>>>
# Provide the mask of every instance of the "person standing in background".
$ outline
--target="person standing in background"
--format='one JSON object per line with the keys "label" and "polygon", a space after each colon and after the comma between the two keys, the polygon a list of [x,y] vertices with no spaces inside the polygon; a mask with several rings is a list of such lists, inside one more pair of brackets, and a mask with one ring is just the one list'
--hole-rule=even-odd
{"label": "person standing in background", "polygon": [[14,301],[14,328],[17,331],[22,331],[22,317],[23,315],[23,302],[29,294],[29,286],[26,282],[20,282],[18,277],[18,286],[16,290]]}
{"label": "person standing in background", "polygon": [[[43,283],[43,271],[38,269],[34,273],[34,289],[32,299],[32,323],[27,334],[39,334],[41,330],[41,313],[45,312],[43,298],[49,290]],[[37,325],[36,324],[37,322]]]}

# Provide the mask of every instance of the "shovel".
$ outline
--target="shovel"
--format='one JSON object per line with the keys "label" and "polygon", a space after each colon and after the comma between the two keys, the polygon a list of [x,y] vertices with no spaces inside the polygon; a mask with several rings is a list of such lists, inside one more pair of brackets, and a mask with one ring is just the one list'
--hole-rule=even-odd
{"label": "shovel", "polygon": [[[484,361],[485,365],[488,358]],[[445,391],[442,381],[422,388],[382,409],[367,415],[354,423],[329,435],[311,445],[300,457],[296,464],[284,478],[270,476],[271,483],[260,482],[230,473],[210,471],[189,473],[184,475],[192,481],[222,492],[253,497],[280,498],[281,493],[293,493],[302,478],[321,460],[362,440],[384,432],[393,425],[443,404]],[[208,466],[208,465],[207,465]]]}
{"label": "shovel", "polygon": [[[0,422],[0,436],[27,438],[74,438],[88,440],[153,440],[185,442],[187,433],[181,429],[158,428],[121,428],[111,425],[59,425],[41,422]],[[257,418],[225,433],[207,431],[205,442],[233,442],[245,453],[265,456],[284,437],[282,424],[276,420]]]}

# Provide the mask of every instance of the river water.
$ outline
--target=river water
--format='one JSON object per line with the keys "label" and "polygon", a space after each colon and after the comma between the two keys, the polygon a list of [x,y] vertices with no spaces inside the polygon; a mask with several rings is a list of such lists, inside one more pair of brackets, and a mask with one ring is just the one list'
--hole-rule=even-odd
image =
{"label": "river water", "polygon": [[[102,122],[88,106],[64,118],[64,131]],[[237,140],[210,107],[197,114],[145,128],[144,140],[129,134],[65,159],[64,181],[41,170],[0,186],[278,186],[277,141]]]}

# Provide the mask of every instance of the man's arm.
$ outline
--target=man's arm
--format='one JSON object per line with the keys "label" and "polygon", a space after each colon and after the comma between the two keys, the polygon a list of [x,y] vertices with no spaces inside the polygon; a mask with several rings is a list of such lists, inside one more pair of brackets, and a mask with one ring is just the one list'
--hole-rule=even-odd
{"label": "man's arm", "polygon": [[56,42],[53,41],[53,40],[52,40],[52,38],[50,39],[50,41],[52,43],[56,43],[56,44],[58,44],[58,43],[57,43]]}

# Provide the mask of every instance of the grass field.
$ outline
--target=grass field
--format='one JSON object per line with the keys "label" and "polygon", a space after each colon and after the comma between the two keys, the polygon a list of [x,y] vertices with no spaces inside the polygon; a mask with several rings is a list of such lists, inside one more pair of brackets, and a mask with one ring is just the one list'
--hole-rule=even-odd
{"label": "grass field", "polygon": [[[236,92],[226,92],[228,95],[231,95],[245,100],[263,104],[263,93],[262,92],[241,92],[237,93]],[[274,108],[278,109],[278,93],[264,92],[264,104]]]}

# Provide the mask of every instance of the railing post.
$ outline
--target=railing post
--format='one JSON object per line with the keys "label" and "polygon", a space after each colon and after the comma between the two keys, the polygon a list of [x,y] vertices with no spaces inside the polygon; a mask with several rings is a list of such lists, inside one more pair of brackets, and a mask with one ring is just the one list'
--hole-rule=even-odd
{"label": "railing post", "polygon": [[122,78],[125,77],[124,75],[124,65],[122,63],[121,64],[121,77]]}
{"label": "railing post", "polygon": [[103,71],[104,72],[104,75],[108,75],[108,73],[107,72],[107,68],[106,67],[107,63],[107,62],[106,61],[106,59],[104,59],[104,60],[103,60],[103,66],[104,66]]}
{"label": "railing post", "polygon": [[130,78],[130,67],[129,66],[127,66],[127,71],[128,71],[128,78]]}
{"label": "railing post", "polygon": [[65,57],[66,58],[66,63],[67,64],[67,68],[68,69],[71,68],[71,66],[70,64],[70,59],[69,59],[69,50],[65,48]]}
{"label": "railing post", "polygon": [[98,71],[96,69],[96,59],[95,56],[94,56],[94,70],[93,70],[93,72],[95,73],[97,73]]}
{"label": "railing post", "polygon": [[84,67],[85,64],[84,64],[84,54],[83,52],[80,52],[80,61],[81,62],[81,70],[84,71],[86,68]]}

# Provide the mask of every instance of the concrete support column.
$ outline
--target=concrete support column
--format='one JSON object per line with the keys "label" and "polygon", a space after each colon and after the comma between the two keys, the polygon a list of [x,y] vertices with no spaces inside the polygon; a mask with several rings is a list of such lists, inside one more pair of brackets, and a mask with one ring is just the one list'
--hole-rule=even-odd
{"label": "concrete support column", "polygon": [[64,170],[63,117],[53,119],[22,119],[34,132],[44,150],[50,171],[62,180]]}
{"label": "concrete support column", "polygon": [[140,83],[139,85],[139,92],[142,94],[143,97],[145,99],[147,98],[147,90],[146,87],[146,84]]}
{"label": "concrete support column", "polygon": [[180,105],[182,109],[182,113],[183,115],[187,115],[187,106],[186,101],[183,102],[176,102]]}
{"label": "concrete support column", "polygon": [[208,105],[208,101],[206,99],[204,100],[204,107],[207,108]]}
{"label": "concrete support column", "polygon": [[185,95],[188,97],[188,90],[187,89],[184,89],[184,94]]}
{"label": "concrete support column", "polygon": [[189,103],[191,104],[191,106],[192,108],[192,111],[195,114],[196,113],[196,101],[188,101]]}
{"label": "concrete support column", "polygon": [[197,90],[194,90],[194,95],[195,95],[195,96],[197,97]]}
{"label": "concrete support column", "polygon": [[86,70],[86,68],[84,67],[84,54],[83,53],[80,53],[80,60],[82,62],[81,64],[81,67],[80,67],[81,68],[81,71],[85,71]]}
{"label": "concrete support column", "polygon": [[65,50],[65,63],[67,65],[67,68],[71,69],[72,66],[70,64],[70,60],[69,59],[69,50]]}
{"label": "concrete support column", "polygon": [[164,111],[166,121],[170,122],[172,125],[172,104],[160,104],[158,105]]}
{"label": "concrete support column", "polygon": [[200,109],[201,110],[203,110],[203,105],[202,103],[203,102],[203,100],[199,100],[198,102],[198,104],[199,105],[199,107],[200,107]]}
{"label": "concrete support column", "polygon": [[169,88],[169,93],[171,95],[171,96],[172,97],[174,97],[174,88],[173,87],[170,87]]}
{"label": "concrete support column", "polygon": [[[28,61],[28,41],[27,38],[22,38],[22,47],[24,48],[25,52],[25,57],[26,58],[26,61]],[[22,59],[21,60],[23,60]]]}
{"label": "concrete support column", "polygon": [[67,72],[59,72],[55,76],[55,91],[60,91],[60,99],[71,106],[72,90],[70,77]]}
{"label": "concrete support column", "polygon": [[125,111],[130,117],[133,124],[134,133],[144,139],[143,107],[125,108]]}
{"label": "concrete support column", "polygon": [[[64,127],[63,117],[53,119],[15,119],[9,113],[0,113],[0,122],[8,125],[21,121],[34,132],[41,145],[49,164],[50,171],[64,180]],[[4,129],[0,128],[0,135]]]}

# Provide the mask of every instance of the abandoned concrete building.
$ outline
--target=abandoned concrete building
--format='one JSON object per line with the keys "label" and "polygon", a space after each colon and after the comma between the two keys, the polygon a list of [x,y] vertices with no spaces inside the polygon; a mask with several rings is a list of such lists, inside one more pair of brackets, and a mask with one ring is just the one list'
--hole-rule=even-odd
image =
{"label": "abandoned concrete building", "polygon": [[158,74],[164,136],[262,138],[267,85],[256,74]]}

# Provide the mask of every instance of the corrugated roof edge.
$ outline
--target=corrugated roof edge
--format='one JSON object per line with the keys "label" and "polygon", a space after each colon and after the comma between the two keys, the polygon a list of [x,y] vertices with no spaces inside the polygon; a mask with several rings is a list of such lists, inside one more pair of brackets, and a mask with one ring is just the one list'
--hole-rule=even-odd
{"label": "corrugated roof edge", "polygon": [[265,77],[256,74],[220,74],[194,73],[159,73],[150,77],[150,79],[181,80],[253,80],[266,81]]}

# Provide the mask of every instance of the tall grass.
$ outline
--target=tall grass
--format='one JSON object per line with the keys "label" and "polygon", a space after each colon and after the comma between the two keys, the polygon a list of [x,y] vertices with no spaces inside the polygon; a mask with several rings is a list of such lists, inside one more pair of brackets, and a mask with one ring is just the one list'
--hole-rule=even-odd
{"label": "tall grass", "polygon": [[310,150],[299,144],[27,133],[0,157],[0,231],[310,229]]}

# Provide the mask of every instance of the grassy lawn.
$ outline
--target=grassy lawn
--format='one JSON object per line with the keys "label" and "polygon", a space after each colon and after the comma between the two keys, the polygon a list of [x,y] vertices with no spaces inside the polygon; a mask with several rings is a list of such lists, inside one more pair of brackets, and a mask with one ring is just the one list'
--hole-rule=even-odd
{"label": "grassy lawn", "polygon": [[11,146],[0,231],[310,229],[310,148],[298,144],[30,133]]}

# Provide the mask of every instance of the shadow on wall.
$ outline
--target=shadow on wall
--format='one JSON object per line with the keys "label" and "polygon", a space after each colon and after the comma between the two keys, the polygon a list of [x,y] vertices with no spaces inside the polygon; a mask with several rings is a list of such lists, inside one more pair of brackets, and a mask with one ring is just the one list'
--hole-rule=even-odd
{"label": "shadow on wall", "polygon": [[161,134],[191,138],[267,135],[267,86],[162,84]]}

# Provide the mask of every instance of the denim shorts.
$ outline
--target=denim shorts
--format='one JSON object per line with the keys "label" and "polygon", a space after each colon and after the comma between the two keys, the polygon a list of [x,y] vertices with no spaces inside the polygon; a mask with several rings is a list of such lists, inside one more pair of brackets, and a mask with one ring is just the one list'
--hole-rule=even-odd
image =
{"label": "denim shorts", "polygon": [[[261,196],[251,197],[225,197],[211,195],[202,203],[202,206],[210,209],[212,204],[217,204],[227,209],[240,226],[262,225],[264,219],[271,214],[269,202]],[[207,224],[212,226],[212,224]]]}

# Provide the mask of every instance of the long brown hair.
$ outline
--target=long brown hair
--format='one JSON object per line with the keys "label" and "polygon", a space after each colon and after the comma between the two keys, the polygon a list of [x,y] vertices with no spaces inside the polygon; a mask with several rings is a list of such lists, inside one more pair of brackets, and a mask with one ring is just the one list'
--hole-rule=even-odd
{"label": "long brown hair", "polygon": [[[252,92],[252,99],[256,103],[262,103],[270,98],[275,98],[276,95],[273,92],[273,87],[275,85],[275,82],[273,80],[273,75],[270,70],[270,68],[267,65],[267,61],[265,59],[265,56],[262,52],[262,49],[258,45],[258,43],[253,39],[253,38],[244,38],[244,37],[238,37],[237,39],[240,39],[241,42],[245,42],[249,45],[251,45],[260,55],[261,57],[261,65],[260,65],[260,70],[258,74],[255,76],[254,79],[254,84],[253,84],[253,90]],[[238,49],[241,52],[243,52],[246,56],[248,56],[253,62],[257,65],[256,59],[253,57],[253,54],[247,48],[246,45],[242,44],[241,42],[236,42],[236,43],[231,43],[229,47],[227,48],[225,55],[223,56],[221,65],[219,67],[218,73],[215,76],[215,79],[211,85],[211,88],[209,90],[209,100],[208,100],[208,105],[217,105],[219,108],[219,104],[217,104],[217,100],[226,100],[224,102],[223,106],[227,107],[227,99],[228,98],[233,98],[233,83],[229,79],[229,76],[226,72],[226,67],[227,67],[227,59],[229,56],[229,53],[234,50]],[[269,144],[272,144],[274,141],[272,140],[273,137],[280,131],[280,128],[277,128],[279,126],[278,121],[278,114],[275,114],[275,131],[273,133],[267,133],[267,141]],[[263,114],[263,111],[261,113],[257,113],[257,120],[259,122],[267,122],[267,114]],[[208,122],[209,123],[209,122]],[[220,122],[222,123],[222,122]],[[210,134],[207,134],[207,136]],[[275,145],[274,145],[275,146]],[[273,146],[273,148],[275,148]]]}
<<<
◆ What you have to do
Extract every line of the data above that contains the word "abandoned", copying each one unchanged.

◆ Result of the task
# Provide the mask of every instance of the abandoned concrete building.
--target=abandoned concrete building
{"label": "abandoned concrete building", "polygon": [[158,74],[164,136],[262,138],[267,85],[256,74]]}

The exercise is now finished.